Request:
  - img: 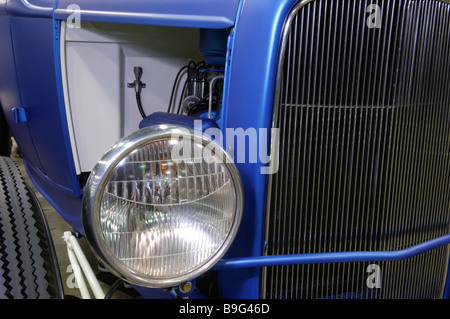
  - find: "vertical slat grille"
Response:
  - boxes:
[263,0,450,298]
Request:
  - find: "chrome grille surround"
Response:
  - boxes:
[262,0,450,298]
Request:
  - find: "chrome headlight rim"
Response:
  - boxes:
[82,125,243,288]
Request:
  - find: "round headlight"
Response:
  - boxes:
[83,126,242,287]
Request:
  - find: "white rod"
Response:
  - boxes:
[67,243,91,299]
[64,232,105,299]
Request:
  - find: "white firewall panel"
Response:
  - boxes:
[66,42,122,175]
[61,22,203,174]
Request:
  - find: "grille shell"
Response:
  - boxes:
[262,0,450,298]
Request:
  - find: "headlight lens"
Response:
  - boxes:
[83,127,242,287]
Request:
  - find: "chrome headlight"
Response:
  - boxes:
[83,126,242,287]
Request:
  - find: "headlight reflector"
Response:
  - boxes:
[83,126,242,287]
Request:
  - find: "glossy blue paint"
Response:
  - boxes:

◆ ◆ ◆ ◆ ◆ ◆ ◆

Retype the lines above, from the first line through the line containing "[61,22,203,174]", inclusive. Leave the pictures out of your answer.

=== CORRECT OUTPUT ===
Request:
  - img: 
  - find: "vertical slat grille"
Response:
  - boxes:
[263,0,450,298]
Request:
  - find: "chrome grille surround"
Response:
  - boxes:
[262,0,450,298]
Request:
  - find: "chrome headlight rim"
Response:
  - boxes:
[82,125,243,288]
Request:
  - find: "round headlight"
Response:
  - boxes:
[83,126,242,287]
Request:
  - find: "white rod"
Response:
  - boxes:
[67,243,91,299]
[64,232,105,299]
Request:
  - find: "white firewall panel"
Response:
  - boxes:
[66,42,122,175]
[61,22,203,174]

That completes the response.